▸ **REQUISITO A**: Transcreva do excerto selecionado, sem qualquer alteração, o trecho que se inicia nas palavras "E sabe Deus" e termina após as palavras "por assim dizer).".
▸ **REQUISITO B**:
Responda às perguntas seguintes com base no excerto selecionado:
(i) Que outra opção, além de votar em Sócrates, continua disponível para o eleitor que prefere o manifesto dos 51?
(ii) Como são caracterizadas algumas ideias do PSD em comparação com as do PS?
(iii) A que equivale um voto no PSD/PS?
▸ **REQUISITO C**: Segundo o excerto selecionado, por que razão talvez seja politicamente impossível, ou quase, que as ideias do PSD sejam mais liberais? Responda em uma a três frases.

▸ **EXCERTO SELECIONADO**:

━━━━━━━━━━━━━━━━━━━━

Mas em termos eleitorais as coisas são mais lineares: preferir o manifesto dos 51 é votar Sócrates (sozinho ou acompanhado do Bloco de Esquerda). Depois das asneiras que este governo tem feito, nomeadamente na educação, votar no Sócrates... Não me diga que foi para isso que o cérebro humano evoluiu!?
Caro Carlos Pires, preferir o manifesto dos 51 só é votar Sócrates se o eleitor não utilizar mais nenhum critério - e mesmo assim ainda tem a opção de votar BE.
Por outro lado, preferir o manifesto dos 28 e adoptar esta preferência como único critério leva ao voto no PSD, o que é exactamente a mesma coisa que votar PS. Qualquer transferência de voto entre o PS e o PSD é um jogo de soma zero e deixa o país exactamente na mesma. Um voto no PSD/PS é um voto no Bloco Central dos Interesses, ou seja: um voto contra a República.
Caro José:
Algumas ideias do PSD são diferentes das do PS: um pouco mais liberais, um pouco mais à direita. O que na minha opinião é uma qualidade.
Lamentável é que essas ideias não sejam ainda mais diferentes, mas admito que não possam ser: numa sociedade como a portuguesa em que, tirando uma minoria, toda a gente depende do Estado há séculos talvez seja politicamente impossível, ou quase, ser mais liberal.
E sabe Deus como nós precisamos de um abanão liberal (estou a falar de livre iniciativa - assumindo os riscos em vez de ir logo a correr para o colinho do estado quando algo corre mal, como fazem quase todos os empresários portugueses - e não de mera especulação desregulada e de negócios montados no crédito do crédito, por assim dizer).

━━━━━━━━━━━━━━━━━━━━

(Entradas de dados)

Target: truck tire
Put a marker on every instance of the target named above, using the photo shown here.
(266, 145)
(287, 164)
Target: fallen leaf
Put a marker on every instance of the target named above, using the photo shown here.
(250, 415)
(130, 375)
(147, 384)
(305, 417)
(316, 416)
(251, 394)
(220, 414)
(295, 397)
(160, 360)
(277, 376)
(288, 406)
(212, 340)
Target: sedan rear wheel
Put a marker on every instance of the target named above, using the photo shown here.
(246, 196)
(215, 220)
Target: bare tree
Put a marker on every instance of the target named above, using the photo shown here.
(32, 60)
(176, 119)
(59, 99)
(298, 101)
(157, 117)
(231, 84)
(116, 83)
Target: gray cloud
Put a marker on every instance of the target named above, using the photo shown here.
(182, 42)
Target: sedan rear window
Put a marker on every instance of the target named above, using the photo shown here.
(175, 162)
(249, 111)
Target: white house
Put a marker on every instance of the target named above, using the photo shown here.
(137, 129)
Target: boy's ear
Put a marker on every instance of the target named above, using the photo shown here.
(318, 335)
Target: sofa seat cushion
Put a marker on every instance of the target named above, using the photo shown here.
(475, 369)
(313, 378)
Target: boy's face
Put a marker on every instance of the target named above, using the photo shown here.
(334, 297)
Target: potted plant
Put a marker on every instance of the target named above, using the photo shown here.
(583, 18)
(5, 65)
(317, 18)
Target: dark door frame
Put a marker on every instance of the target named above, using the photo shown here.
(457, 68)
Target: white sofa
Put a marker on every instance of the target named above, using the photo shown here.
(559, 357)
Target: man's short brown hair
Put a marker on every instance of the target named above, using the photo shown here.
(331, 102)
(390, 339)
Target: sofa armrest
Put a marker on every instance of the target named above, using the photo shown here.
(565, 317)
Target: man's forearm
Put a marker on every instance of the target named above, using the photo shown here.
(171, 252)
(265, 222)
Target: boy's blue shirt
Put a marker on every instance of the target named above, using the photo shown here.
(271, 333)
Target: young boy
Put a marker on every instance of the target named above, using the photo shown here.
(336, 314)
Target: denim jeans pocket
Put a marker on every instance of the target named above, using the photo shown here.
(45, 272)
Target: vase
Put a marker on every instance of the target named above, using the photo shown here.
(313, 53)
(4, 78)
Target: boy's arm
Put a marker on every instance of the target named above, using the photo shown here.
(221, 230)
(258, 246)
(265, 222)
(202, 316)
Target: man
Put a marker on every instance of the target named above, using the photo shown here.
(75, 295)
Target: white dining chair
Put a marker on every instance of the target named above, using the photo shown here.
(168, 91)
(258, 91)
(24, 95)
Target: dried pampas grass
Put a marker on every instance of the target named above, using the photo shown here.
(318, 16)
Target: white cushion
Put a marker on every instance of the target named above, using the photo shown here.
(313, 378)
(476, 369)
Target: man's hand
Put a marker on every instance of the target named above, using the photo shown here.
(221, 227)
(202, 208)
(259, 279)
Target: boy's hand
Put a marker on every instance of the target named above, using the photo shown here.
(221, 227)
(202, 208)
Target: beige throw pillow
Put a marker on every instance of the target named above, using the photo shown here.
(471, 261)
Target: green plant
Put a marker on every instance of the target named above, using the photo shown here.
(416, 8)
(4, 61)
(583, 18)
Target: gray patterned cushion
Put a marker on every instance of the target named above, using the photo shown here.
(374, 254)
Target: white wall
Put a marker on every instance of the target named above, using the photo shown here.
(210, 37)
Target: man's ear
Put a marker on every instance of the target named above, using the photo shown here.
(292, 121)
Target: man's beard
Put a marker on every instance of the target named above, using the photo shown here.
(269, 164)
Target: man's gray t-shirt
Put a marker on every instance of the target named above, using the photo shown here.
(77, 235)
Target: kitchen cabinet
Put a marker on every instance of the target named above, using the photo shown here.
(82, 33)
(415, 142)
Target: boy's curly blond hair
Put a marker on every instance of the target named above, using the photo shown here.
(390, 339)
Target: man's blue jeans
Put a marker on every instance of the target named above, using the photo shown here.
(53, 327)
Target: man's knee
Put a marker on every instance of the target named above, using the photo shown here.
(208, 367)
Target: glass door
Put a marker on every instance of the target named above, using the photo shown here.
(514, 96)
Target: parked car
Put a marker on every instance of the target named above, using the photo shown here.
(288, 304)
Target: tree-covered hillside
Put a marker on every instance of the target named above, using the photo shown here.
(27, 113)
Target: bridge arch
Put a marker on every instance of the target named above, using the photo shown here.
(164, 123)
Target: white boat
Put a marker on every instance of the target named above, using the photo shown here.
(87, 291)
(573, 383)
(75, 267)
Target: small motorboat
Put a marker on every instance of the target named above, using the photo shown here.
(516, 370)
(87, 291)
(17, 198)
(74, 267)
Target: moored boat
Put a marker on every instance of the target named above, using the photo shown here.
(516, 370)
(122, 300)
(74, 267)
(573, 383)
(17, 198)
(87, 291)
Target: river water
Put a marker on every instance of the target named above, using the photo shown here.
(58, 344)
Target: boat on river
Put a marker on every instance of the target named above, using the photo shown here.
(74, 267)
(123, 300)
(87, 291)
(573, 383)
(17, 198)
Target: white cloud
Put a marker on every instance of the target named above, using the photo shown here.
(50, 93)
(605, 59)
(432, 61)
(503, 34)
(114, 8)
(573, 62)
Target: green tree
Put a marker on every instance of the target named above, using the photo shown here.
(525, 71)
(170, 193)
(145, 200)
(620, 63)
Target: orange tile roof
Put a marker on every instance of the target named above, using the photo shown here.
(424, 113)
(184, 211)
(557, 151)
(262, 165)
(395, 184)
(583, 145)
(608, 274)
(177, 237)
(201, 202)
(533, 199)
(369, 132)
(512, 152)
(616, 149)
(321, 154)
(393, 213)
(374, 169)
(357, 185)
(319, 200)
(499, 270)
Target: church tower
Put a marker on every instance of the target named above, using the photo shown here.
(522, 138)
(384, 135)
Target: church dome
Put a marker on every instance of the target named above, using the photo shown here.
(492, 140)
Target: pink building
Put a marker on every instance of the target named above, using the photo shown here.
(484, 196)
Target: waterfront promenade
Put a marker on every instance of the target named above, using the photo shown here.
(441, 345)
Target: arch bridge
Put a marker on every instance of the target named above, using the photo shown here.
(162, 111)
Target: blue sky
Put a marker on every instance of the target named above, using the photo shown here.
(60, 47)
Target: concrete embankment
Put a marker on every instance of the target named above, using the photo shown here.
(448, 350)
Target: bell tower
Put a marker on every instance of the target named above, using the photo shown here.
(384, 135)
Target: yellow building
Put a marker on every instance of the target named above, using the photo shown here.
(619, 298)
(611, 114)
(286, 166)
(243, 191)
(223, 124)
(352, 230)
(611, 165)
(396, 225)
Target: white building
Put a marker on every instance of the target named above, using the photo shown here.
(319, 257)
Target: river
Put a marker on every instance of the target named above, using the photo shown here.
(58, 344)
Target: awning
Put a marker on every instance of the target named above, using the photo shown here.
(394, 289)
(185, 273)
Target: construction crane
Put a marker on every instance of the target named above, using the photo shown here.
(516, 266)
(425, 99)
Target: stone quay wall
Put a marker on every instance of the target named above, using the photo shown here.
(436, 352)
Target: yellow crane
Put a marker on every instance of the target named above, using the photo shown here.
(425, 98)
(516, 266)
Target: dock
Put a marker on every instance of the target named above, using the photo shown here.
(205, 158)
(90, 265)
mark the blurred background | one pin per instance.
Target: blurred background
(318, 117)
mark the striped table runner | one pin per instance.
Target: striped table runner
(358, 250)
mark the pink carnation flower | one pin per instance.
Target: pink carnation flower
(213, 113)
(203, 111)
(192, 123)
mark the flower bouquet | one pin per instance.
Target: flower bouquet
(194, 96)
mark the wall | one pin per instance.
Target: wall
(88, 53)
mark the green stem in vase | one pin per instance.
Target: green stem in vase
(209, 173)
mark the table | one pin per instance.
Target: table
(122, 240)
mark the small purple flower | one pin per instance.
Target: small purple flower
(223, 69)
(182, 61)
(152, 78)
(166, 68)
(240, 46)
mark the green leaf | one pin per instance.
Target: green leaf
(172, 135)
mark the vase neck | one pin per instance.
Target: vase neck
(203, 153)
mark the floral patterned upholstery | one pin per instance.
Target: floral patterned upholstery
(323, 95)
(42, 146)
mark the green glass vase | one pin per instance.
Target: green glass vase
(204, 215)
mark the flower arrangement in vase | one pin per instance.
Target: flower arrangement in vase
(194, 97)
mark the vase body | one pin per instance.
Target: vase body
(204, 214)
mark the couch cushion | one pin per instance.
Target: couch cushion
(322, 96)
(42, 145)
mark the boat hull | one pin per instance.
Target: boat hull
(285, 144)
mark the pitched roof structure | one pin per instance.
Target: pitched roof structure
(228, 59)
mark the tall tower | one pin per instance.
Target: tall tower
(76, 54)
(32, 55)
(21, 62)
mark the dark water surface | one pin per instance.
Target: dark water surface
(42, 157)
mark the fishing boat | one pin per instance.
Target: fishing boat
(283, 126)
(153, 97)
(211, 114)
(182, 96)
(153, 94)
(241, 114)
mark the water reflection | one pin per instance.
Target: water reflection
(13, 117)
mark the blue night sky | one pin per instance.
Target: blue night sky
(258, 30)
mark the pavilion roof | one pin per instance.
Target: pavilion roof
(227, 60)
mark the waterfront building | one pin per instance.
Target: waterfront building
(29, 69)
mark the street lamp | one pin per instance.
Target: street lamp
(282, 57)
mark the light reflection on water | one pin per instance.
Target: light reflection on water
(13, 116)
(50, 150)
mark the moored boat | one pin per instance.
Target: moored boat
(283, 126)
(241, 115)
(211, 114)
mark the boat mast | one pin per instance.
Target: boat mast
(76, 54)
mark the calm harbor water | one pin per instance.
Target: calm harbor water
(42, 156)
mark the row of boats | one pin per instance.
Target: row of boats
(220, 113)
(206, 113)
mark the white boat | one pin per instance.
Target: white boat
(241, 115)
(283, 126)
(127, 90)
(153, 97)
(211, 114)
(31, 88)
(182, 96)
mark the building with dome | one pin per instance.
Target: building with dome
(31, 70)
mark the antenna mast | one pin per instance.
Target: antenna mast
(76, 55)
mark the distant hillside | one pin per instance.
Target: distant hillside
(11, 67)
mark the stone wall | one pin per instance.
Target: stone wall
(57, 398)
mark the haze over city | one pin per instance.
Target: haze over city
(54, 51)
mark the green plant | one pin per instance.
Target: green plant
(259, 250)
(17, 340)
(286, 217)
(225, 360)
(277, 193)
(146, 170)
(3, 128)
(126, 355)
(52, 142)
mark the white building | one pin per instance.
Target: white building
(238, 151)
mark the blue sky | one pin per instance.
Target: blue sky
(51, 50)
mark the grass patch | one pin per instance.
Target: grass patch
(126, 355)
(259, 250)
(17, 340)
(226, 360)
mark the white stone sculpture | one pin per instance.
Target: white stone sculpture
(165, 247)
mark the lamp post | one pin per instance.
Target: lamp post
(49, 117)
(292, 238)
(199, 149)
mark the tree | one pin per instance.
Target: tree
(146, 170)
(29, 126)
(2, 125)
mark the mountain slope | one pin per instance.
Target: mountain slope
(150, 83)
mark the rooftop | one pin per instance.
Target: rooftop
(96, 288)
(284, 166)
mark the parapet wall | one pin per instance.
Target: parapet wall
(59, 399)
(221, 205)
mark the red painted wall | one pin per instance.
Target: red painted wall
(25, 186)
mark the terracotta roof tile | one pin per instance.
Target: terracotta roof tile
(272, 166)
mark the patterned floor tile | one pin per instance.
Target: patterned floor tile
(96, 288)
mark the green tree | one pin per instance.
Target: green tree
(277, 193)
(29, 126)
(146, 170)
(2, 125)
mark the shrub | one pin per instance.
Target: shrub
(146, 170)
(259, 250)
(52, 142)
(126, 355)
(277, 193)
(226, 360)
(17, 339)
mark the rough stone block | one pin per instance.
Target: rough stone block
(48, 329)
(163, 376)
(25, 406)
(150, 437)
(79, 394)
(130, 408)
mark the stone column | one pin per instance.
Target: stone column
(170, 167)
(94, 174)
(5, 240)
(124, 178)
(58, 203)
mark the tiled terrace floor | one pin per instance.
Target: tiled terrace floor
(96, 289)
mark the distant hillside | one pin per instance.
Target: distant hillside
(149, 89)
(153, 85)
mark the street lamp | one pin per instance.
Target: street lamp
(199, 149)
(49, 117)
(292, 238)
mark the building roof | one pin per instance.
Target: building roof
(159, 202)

━━━━━━━━━━━━━━━━━━━━

▸ **RESULTADO DA TAREFA A**:
E sabe Deus como nós precisamos de um abanão liberal (estou a falar de livre iniciativa - assumindo os riscos em vez de ir logo a correr para o colinho do estado quando algo corre mal, como fazem quase todos os empresários portugueses - e não de mera especulação desregulada e de negócios montados no crédito do crédito, por assim dizer).

▸ **RESULTADO DA TAREFA B**:
(i) Votar no BE.
(ii) São um pouco mais liberais e um pouco mais à direita.
(iii) A um voto no Bloco Central dos Interesses, ou seja, a um voto contra a República.

▸ **RESULTADO DA TAREFA C**: Porque, na sociedade portuguesa, toda a gente depende do Estado há séculos, com exceção de uma minoria.